Point-per-instance localization data:
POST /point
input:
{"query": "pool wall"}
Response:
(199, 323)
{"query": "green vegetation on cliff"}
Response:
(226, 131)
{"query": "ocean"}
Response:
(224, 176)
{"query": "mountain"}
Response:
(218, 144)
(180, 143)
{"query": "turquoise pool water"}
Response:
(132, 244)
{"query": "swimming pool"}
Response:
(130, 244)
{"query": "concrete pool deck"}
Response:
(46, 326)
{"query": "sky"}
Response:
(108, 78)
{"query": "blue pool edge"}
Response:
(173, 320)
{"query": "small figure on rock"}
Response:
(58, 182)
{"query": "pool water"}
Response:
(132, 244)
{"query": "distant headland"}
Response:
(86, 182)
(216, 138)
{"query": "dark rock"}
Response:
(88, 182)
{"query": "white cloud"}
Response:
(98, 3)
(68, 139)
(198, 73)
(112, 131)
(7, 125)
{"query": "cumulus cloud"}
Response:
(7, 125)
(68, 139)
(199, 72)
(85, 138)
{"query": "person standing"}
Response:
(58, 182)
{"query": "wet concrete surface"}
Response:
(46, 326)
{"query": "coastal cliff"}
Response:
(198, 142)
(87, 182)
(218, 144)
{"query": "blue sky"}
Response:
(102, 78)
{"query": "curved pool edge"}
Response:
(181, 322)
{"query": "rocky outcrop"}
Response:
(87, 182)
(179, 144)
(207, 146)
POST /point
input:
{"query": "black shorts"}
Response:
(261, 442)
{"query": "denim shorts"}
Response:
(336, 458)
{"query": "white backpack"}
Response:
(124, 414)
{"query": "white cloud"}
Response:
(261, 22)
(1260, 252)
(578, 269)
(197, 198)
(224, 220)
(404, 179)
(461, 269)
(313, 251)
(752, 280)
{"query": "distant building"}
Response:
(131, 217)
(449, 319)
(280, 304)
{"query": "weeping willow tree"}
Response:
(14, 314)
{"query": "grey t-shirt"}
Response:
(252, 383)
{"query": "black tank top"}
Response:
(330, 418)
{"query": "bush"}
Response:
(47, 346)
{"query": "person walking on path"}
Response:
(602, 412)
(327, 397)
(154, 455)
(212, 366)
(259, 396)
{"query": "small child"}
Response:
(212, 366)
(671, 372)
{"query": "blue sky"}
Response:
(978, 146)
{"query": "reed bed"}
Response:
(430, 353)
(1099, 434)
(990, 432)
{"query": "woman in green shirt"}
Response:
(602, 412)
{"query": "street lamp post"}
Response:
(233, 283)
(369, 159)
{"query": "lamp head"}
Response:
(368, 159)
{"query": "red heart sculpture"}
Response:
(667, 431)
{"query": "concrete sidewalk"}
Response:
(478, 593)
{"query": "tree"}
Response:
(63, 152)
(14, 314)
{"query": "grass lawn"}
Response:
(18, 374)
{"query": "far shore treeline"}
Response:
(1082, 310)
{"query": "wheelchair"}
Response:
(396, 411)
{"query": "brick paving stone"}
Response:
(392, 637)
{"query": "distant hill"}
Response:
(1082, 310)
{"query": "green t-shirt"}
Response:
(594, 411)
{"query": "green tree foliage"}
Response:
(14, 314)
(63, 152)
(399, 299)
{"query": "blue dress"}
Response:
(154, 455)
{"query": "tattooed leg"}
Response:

• **AIM OF THE TASK**:
Copy out all the entries exactly once more.

• **TASK ANSWER**:
POST /point
input:
{"query": "pool wall"}
Response:
(199, 323)
{"query": "green vegetation on cliff"}
Response:
(226, 131)
{"query": "ocean"}
Response:
(224, 176)
{"query": "mountain"}
Response:
(218, 144)
(180, 143)
{"query": "turquoise pool water"}
Response:
(132, 244)
{"query": "swimming pool"}
Response:
(130, 244)
{"query": "concrete pool deck"}
Response:
(46, 326)
{"query": "sky"}
Response:
(108, 78)
{"query": "blue pool edge"}
Response:
(173, 320)
{"query": "small figure on rock"}
Response:
(58, 182)
{"query": "pool water"}
Response:
(132, 244)
{"query": "distant headland"}
Response:
(86, 182)
(216, 138)
{"query": "dark rock"}
Response:
(88, 182)
{"query": "white cloud"}
Response:
(98, 3)
(68, 139)
(198, 73)
(112, 131)
(7, 125)
{"query": "cumulus cloud"}
Response:
(7, 125)
(68, 139)
(199, 72)
(85, 138)
{"query": "person standing"}
Response:
(58, 182)
{"query": "wet concrete surface"}
Response:
(46, 326)
{"query": "coastal cliff"}
Response:
(198, 142)
(87, 182)
(218, 144)
{"query": "blue sky"}
Response:
(102, 78)
{"query": "curved pool edge"}
Response:
(181, 322)
{"query": "rocky outcrop"}
Response:
(87, 182)
(179, 144)
(207, 146)
POST /point
input:
{"query": "black shorts"}
Response:
(261, 442)
{"query": "denim shorts"}
Response:
(336, 458)
{"query": "white backpack"}
Response:
(124, 414)
{"query": "white cloud"}
Response:
(261, 22)
(1260, 252)
(578, 269)
(197, 198)
(224, 220)
(404, 179)
(461, 269)
(313, 251)
(752, 280)
{"query": "distant building"}
Response:
(131, 217)
(449, 319)
(280, 304)
{"query": "weeping willow tree"}
Response:
(14, 314)
{"query": "grey t-shirt"}
Response:
(252, 383)
{"query": "black tank top"}
Response:
(330, 418)
{"query": "bush"}
Response:
(47, 346)
{"query": "person walking on path"}
Response:
(602, 412)
(327, 397)
(154, 455)
(212, 366)
(259, 396)
{"query": "small child"}
Response:
(212, 366)
(671, 372)
{"query": "blue sky"}
Response:
(978, 146)
{"query": "reed bed"}
Response:
(430, 353)
(1099, 434)
(990, 432)
{"query": "woman in green shirt"}
Response:
(602, 412)
{"query": "street lamp post"}
Response:
(233, 283)
(369, 159)
{"query": "lamp head"}
Response:
(368, 159)
{"query": "red heart sculpture"}
Response:
(667, 431)
{"query": "concrete sidewalk"}
Response:
(478, 593)
{"query": "tree"}
Response:
(63, 152)
(14, 314)
{"query": "grass lawn"}
Response:
(18, 374)
{"query": "far shore treeline"}
Response:
(1082, 310)
{"query": "wheelchair"}
Response:
(396, 411)
{"query": "brick paving stone"}
Response:
(392, 637)
{"query": "distant hill"}
Response:
(1082, 310)
{"query": "green t-shirt"}
Response:
(594, 411)
{"query": "green tree foliage"}
Response:
(14, 314)
(63, 152)
(399, 299)
{"query": "blue dress"}
Response:
(154, 455)
{"query": "tattooed leg"}
Response:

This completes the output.